▶ **Alıntılanan Metin**:
+ + + + + + +
Çalışma hayatımın neredeyse tamamını bu meslekte yaşamış ve halen de tam zamanlı olmasa da yaşamaya devam eden biriyim.
Hani, mesleki büyüklerimizin demiş olduğu gibi, "Bu mesleğin mürekkebi elinize bulaşmışsa, kolay kolay vazgeçemezsiniz."
Meslekle ilgili acı tatlı anılarımız oldu.
Yaptığımız haberlerden dolayı, saldırıya da uğradık, şakağımıza silah da dayandı, hakarete de maruz kaldık ama sinmedik, yılmadık. 
Haddimizi, hududumuzu aşmadan, meslek ilkelerine elimizden geldiğince bağlı kalmaya çalışarak,  sadece yüreğimizden aldığımız güç ve cesaretle kuru gürültüye de pabuç bırakmadık.
Nadiren de olsa, özeleştirimizi de yapmayı ihmal etmeyerek, mesleki hatalar da yaptık, meslekte yeni olmanın verdiği heyecanla  kimi zaman duygularımıza yenik düşüp gereksiz eleştirilerilerek de yaptık.
Çok şükür, saldırıların daha ilerisini de yaşamadan, acı tatlı anılarla mesleğin en faal dönemini tamamladık.
Yaşasaydık, zaten bugün çoluk çocuğumuzun yanında değil, toprakla, en iyi ihtimalle yatakla bütünleşmiş olurduk.
Yaptığımız haberlerden, yazdığımız köşe yazılarından duyulan hoşnutluğun, “Sen Alaplı’ya en büyük hizmeti yapanlardan birisin” övgülerinin verdiği özgüvenle, “Kılımıza zarar gelse, Alaplı ayağa kalkar.” diye düşünüyorduk, ancak sıradan vatandaş sahiplenirken, siyasi cenahtan ayakta olanların bile yerine oturduğunu görmenin hayal kırıklığını yaşadık. 
Zaman zaman kendi kendimize, “Biz Donkişot muyuz?” diye sorsak da, profesyonel bir iş yaptığımızın bilinciyle, yeri geldiğinde  “taşın altına elimizi koymaktan” çekinmedik. 
Sadece, bilgiyi, olayı vatandaşa ulaştırmakla kalmadık; kamuoyu oluşturarak, ihtiyaç olan hizmetlerin İlçe ile buluşmasında etkin bir rol üstlenmeye gayret gösterdik. 
Başarılı da olduk. 
Arşivden bulun o dönemin gazete nüshalarını; Alaplı Devlet Hastanesi’nden, AK-Al İplik fabrikasına, Adliye Sarayı ve Hükûmet Konağı arazisinin kamulaştırılmasından, Fatih Mahallesi köprüsüne, Gençler Bayramı’nın Alaplı’ya taşınmasından,17 Şubat Birlik ve Beraberlik Günü’ne kadar ısrarlı yayın ve yorumlarımızı, sahadaki haber takiplerimizi göreceksiniz.
+ + + + + + +
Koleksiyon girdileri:
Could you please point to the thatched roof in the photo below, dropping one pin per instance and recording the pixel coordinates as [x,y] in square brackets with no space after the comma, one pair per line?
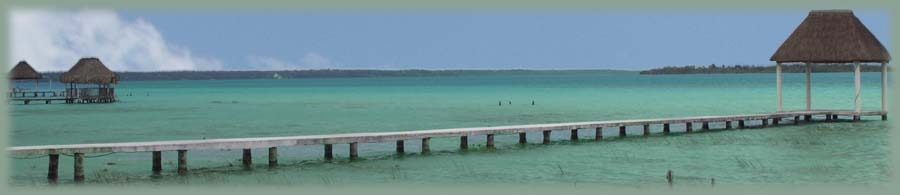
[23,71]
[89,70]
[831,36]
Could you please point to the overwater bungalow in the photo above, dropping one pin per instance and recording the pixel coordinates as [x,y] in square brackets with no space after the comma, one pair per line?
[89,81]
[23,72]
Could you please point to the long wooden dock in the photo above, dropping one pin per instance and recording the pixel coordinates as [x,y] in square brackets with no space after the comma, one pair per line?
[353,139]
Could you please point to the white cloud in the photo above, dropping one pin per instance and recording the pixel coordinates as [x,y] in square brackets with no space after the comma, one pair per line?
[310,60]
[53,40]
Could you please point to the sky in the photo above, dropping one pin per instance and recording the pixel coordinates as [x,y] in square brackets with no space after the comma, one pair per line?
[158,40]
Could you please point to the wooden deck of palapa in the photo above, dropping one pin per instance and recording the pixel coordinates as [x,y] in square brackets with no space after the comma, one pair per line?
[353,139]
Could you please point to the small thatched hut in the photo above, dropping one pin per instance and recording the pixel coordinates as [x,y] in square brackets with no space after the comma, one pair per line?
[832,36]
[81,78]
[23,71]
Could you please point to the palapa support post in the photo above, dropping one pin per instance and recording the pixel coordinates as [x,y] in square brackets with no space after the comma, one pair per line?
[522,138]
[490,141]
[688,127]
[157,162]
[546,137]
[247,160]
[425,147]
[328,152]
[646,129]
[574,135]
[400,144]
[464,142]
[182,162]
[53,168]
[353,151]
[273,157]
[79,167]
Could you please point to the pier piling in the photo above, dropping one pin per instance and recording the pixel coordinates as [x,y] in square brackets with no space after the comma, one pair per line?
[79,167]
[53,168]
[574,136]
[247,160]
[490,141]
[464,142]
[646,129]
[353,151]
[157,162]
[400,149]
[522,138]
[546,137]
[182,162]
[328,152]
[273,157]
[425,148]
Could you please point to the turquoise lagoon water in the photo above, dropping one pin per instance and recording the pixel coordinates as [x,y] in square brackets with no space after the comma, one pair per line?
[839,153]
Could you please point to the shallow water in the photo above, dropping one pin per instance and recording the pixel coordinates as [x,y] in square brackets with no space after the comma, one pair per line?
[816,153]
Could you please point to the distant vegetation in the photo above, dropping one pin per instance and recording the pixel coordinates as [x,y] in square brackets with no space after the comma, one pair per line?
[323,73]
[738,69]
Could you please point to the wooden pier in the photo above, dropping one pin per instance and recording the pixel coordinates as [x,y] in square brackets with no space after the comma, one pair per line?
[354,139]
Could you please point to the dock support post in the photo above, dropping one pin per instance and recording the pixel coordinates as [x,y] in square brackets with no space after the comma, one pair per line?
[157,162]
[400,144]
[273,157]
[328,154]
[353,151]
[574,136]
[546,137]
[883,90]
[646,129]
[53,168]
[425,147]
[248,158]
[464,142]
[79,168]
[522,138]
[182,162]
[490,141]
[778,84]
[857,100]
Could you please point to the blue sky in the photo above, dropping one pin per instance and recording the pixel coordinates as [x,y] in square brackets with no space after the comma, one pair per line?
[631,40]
+ + + + + + +
▶ **Talimatlarınız**:
Gazetecilik anılarını aktaran metne dayanarak aşağıdaki soruları yanıtlayın:
1. Mesleki büyüklerden aktarılan söze göre bu mesleğin mürekkebi ele bulaşınca ne olur?
2. Yapılan haberler yüzünden hangi üç şey yaşanmıştır?
3. Arşivdeki gazete nüshalarında hangi mahallenin köprüsüyle ilgili yayınlar görülecektir?

▶ **Sorunun Yanıtı**:
1. Kolay kolay vazgeçilemez.
2. Saldırıya uğranmış, şakağa silah dayanmış ve hakarete maruz kalınmıştır.
3. Fatih Mahallesi.